Floating Point

Normally our HPC benchmarking is centered around OpenFoam, a CFD software we have used for a number of articles over the years. However, since we moved to Ubuntu 16.04, we could not get it to work anymore. So we decided to change our floating point intensive benchmark for now. For our latest article, we're testing with C-ray, POV-Ray, and NAMD.

The idea is to measure:

  1. A FP benchmark that is running out of the L1 (C-ray)
  2. A FP benchmark that is running out of the L2 (POV-Ray)
  3. And one that is using the memory subsytem quite often (NAMD)

Floating Point: C-ray

C-ray is an extremely simple ray-tracer which is not representative of any real world raytracing application. In fact, it is essentially a floating point benchmark that runs out of the L1-cache. Luckily it is not as synthetic and meaningless as Whetstone, as you can actually use the software to do simple raytracing.

We use the standard benchmarking resolution (3840x2160) and the "sphfract" file to measure performance. The binary was precompiled.

C-ray rendering at 3840x2160

Wow. What just happened? It looks like a landslide victory for the raw power of the four FP pipes of Zen: the EPYC chip is no less than 50% faster than the competition. Of course, it is easy to feed FP units if everything resides in the L1. Next stop, POV-Ray.

(Collection entries)

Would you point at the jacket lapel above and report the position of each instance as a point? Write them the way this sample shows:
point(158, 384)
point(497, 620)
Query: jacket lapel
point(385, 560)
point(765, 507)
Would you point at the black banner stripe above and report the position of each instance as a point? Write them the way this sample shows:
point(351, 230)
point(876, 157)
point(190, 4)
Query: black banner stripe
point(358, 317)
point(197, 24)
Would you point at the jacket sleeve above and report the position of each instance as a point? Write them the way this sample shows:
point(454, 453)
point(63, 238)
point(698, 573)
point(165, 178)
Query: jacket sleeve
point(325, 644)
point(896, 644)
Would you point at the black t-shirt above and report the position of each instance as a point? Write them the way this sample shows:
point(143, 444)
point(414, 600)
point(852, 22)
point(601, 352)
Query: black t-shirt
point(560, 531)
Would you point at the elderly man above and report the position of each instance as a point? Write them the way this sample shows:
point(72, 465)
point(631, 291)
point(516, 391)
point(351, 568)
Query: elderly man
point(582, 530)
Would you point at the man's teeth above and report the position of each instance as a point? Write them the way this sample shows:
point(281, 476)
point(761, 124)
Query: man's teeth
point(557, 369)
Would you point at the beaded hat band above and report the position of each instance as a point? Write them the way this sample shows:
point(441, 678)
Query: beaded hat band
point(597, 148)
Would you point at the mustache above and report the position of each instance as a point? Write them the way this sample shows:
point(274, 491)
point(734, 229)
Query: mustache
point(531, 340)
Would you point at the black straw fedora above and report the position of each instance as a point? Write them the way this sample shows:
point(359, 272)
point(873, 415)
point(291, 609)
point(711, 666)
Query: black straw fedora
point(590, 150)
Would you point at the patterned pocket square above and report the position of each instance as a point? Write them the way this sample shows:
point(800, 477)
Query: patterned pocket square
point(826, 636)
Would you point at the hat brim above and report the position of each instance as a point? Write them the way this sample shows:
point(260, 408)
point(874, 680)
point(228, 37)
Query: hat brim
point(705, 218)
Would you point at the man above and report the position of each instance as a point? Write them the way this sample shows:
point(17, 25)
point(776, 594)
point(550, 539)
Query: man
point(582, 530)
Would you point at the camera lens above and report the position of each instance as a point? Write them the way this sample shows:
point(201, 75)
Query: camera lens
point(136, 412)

• [Stated task]
Reproduce the floating point benchmark text between "The idea is" and "binary was precompiled.", inclusive. The entries have no connection to the floating point benchmark text.

• [Final answer]
The idea is to measure:

  1. A FP benchmark that is running out of the L1 (C-ray)
  2. A FP benchmark that is running out of the L2 (POV-Ray)
  3. And one that is using the memory subsytem quite often (NAMD)

Floating Point: C-ray

C-ray is an extremely simple ray-tracer which is not representative of any real world raytracing application. In fact, it is essentially a floating point benchmark that runs out of the L1-cache. Luckily it is not as synthetic and meaningless as Whetstone, as you can actually use the software to do simple raytracing.

We use the standard benchmarking resolution (3840x2160) and the "sphfract" file to measure performance. The binary was precompiled.